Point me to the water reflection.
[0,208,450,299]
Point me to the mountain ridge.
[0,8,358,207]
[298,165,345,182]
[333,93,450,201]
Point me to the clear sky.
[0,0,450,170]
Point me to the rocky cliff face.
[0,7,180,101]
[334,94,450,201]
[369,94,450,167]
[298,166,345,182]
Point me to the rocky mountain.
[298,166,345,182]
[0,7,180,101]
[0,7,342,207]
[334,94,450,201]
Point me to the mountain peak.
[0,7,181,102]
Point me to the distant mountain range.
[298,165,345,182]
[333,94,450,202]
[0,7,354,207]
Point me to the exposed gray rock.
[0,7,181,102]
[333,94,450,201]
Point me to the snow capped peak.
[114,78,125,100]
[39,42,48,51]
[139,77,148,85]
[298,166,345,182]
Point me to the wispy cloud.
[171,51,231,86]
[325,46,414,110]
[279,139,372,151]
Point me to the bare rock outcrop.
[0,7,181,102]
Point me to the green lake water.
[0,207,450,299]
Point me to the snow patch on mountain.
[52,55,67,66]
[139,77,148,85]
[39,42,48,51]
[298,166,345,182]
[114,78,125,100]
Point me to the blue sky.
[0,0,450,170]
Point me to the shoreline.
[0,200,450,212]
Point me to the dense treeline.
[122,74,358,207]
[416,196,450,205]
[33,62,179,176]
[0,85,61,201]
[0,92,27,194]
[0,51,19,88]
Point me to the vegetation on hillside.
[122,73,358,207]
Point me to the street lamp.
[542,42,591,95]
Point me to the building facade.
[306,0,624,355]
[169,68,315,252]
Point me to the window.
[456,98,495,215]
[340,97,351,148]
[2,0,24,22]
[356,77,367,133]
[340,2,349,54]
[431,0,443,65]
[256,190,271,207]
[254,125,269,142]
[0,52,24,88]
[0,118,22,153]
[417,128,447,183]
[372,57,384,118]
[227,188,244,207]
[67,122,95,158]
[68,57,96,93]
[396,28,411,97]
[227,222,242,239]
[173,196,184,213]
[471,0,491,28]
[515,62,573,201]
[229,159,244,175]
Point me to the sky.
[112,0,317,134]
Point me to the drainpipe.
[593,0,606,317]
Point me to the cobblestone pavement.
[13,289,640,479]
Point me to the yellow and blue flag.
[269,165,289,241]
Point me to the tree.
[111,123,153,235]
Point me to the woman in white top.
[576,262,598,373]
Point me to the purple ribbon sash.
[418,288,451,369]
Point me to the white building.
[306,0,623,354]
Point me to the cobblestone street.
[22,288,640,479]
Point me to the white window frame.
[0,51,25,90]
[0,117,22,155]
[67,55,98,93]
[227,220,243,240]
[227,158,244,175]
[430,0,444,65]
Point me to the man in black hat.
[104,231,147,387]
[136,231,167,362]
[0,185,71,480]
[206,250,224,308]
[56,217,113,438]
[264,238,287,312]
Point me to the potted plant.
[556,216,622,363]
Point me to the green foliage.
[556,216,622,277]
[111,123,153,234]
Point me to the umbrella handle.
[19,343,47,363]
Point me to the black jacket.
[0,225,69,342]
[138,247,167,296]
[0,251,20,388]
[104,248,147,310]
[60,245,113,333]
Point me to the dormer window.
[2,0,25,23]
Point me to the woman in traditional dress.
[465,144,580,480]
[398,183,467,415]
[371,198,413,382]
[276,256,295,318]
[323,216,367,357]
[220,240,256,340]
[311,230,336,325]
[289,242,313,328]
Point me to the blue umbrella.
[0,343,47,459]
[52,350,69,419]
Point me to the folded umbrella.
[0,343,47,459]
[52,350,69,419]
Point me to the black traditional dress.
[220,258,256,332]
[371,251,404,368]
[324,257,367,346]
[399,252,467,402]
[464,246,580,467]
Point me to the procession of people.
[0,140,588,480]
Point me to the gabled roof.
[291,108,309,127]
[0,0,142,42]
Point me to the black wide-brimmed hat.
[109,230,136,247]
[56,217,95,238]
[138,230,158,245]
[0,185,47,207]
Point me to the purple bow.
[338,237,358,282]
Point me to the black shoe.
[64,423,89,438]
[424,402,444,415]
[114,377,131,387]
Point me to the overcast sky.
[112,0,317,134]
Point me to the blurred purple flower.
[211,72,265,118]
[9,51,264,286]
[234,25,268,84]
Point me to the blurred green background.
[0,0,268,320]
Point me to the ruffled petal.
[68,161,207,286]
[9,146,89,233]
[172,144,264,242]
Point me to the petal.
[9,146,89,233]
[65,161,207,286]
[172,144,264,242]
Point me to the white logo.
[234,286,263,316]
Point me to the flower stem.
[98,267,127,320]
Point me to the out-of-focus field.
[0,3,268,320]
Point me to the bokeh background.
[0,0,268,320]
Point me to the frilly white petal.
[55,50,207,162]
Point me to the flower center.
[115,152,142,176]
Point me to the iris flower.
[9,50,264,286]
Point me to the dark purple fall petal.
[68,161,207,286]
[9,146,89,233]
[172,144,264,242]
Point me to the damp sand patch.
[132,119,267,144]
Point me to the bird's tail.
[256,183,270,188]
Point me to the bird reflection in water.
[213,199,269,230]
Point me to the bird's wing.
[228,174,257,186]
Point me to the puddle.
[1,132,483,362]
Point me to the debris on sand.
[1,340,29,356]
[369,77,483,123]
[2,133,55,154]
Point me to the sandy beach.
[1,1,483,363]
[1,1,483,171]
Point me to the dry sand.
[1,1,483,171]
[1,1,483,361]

== == ==

TO DO
Copy the records word for word, from the line that contains "Point me to the street lamp." through the line that contains "[169,68,315,252]", including both of those lines.

THE OUTPUT
Point me to the street lamp.
[542,42,591,95]
Point me to the building facade.
[306,0,624,355]
[169,68,315,252]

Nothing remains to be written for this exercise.